Aufgaben zur Übung:
• 1. Welche Entschädigung sollen die Kohleverstromer laut dem Interview zum Kohleausstieg vom Staat erhalten?
• 2. Führe das Interview zum Kohleausstieg im Anschluss an seinen letzten Satz weiter.

Ausgangstext:
--------------------------------
Das Kohlekraftwerk Neurath Grevenbroich ist seit 1972 in Betrieb.
Statt Klimapolitik betreibt die Bundesregierung beim Kohleausstieg taktische Spielchen, sagt Hermann Ott. (Foto: Benita Welter/​Pixabay)

Klimareporter°: Herr Ott, die Kohleverstromer sollen eine Entschädigung von 4,35 Milliarden Euro vom Staat erhalten, weil sie ihre Kraftwerke stilllegen sollen. Das sieht die jetzt getroffene Einigung von Bund und Ländern zum Kohleausstieg vor. Ist das angemessen?

Hermann Ott: Die EU-Kommission wird eine sehr sorgfältige Prüfung einleiten, ob diese Zahlungen mit den europäischen Beihilfevorschriften im Einklang sind – es ist also noch nichts wirklich entschieden. In einem ersten Schritt wird untersucht werden, ob diese Zahlungen als Beihilfe gewertet werden müssen – das ist höchst wahrscheinlich.

In einem zweiten Schritt wird überprüft, ob diese Beihilfen "angemessen" sind. Das ist höchst zweifelhaft angesichts der schon jetzt bestehenden Marktbedingungen. Die Energieproduktion aus Kohle ist ein zunehmend weniger profitables Geschäft. Und die Bedingungen werden sich durch steigende CO2-Preise im EU-Emissionshandel weiter verschlechtern.

Diese Zahlungen sind ein vergiftetes Geschenk an die Kohleindustrie. Vergiftet deshalb, weil sie vermutlich zurückgezahlt werden müssen.

Bis wann wird klar sein, ob der Deal so überhaupt funktioniert?

Die Überprüfung durch die EU-Wettbewerbskommissarin wird bis zu zwei Monaten dauern. Wenn Probleme festgestellt werden, gibt es eine formellere Untersuchung, die bis zu 18 Monaten dauern kann. Dann folgt die Entscheidung, die auch unter Auflagen erfolgen kann. Je nach Ausgang der Prüfung sind die schon gezahlten Beihilfen zurückzuzahlen.

Im Gegensatz zu dem, was die Bundesregierung behauptet, gibt es also keine Rechtssicherheit.

Wie verfahren andere Länder, die ebenfalls aus der Kohle aussteigen? Viele wollen ja schon früher als Deutschland kohlefrei sein, wo 2038 das Enddatum ist.

Es gibt in keinem anderen Land Vorschläge für derartig massive Entschädigungszahlungen, wie sie von der Bundesregierung angepeilt werden, und die EU-Kommission wird das bei ihrer Entscheidung berücksichtigen. Das ist umso erstaunlicher, als tatsächlich in vielen Ländern angesichts der Klimakrise sehr viel frühere Ausstiegsdaten gelten.

Porträtaufnahme von Hermann Ott.
Foto: privat

Hermann Ott

leitet das Deutschland-Büro der Umwelt­rechts­organisation Client Earth in Berlin. Der promovierte Jurist forschte zuvor am Wuppertal-Institut für Klima, Umwelt, Energie und war Bundestags­abgeordneter der Grünen.
--------------------------------
Bildbasierte Zeigedaten
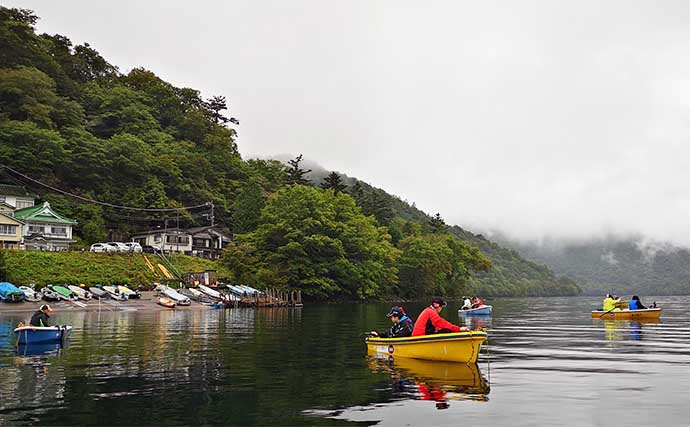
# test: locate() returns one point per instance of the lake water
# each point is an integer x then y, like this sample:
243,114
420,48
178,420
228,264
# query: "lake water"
547,363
--------------------------------
Lösungen:
• 1. 4,35 Milliarden Euro.

• 2.
Griechenland zum Beispiel, das in hohem Maße von Braunkohle abhängig ist, plant, schon bis 2028 auszusteigen. Großbritannien verbraucht schon jetzt 40 Prozent weniger Kohle als vor zehn Jahren und will bis 2025 komplett aussteigen. Die Niederlande haben vor Kurzem 2029 als Ausstiegsdatum gesetzlich festgelegt.

In keinem dieser Staaten werden hohe Entschädigungen vorgeschlagen. In Deutschland dagegen frisst die Bundesregierung der Kohleindustrie praktisch aus der Hand ...

Sie halten einen Ausstieg bis 2030 für nötig. Ist das tatsächlich machbar?

Ein Ausstieg aus der Kohle bis spätestens 2030 ist nicht nur klimapolitisch notwendig, sondern auch machbar, wie eine Vielzahl an Analysen gezeigt hat.

In rechtlicher Hinsicht haben wir mit Greenpeace zusammen schon im Mai 2019 einen Entwurf für ein Kohleausstiegsgesetz vorgelegt. In unserem Entwurf sind die Stilllegungen kraftwerksscharf gesetzlich vorgegeben und der Verlauf ist stetig, also gleichmäßig über die Jahre verteilt.

Wirtschaftsminister Altmaier hat ebenfalls ein Exemplar von uns erhalten – den Vorschlag aber leider nicht zum Vorbild genommen.

Rechnen Sie damit, dass es noch Korrekturen an dem Ausstiegsfahrplan geben wird?

Tatsächlich ist dieser am 16. Januar bekannt gemachte Plan der Bundesregierung so schlecht, wie es selbst skeptische Beobachter nicht erwartet hatten. Die Korrekturen werden vermutlich zunächst durch die Märkte erfolgen, denn Kohle ist nicht mehr wettbewerbsfähig – was diese Entschädigungszahlungen umso absurder macht.

Und in zwei Jahren wird eine politische Korrektur durch die nächste Bundesregierung erfolgen. Aber das war ja auch der Plan der Kohlefreunde in der Bundesregierung: Die Kohle soll als Faustpfand für die nächsten Koalitionsverhandlungen mit den Grünen erhalten bleiben.